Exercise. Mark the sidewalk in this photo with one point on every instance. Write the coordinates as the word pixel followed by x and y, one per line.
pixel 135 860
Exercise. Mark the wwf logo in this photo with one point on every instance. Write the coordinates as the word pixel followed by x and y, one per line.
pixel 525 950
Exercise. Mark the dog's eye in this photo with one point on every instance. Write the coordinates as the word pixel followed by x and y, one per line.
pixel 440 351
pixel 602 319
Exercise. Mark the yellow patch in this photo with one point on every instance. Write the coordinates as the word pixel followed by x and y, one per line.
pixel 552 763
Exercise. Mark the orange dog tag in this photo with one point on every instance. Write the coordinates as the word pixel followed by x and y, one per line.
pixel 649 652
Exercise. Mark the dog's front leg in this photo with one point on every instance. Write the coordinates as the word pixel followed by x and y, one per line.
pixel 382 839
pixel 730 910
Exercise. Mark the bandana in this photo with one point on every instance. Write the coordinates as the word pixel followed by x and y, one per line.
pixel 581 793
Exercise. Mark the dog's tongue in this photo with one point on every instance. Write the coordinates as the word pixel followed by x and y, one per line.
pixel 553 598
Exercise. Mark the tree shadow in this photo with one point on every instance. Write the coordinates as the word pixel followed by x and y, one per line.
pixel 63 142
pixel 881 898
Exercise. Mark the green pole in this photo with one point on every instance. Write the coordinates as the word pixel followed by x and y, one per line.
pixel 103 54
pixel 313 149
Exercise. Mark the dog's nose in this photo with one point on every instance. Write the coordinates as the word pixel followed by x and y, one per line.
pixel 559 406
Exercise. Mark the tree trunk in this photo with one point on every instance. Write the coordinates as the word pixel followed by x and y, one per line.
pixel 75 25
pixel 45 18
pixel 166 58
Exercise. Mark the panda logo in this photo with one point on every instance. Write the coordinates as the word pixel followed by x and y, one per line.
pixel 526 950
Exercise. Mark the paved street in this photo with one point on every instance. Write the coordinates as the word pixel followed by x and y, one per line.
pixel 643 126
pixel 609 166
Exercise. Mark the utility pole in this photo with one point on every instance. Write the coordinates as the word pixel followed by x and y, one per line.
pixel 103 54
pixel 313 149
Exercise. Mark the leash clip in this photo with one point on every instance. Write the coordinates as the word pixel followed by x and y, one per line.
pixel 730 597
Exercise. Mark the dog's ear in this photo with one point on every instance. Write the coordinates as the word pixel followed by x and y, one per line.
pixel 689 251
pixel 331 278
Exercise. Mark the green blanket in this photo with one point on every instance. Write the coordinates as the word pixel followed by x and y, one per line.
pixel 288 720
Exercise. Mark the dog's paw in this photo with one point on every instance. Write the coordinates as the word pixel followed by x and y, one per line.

---

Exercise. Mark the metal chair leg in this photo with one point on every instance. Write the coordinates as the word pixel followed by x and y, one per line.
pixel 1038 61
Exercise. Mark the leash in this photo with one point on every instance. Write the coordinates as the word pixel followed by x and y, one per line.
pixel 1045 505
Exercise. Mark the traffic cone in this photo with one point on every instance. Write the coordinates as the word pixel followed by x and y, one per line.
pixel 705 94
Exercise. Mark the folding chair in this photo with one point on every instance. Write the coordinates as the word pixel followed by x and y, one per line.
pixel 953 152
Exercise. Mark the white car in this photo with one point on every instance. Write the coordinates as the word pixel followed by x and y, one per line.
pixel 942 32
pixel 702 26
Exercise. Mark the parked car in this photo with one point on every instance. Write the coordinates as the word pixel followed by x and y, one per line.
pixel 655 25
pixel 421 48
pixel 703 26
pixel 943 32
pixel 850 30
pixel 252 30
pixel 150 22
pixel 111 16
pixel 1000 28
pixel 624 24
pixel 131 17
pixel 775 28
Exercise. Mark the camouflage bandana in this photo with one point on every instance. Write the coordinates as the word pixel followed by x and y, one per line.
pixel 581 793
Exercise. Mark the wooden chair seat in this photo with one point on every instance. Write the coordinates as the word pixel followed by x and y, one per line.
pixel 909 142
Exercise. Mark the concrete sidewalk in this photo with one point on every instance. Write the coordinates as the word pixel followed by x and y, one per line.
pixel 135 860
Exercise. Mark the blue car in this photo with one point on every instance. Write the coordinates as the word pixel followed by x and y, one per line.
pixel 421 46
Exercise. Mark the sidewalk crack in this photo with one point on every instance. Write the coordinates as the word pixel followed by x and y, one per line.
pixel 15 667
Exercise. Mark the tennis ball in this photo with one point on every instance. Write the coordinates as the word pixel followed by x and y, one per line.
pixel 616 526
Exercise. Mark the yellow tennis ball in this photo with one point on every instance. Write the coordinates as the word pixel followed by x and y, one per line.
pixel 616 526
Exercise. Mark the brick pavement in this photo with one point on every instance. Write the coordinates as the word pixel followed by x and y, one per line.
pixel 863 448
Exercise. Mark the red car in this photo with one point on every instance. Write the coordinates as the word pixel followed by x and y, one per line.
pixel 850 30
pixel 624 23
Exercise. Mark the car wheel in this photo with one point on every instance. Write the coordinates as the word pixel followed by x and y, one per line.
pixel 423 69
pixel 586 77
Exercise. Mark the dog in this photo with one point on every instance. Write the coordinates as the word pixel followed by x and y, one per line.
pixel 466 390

Problem to work on: Only the lines above from the line containing "Exercise. Mark the paved" through the line containing "Exercise. Mark the dog's paw" should be retyped, exactly and with both ends included.

Written solution:
Exercise. Mark the paved street in this photo with one point on every instance. Write the coordinates as the word pixel followed by x and y, one per line.
pixel 643 126
pixel 609 166
Exercise. Mark the utility pole in this photo with one point on every instance. Write the coordinates as the word pixel followed by x and y, one per line.
pixel 103 54
pixel 313 149
Exercise. Mark the leash clip in this photo with one point on every instance. Write the coordinates as the word pixel followed by x and y, one per line.
pixel 730 597
Exercise. Mark the dog's ear in this photo with one point on every instance. Write the coordinates as the word pixel followed by x and y, one per line.
pixel 689 251
pixel 331 278
Exercise. Mark the green blanket in this photo with one point on every instance. Write the coordinates as the word pixel followed by x and y, one per line.
pixel 288 720
Exercise. Mark the dog's paw in this photo with one point on every instance. Write the coordinates as the word pixel followed by x and y, one per line.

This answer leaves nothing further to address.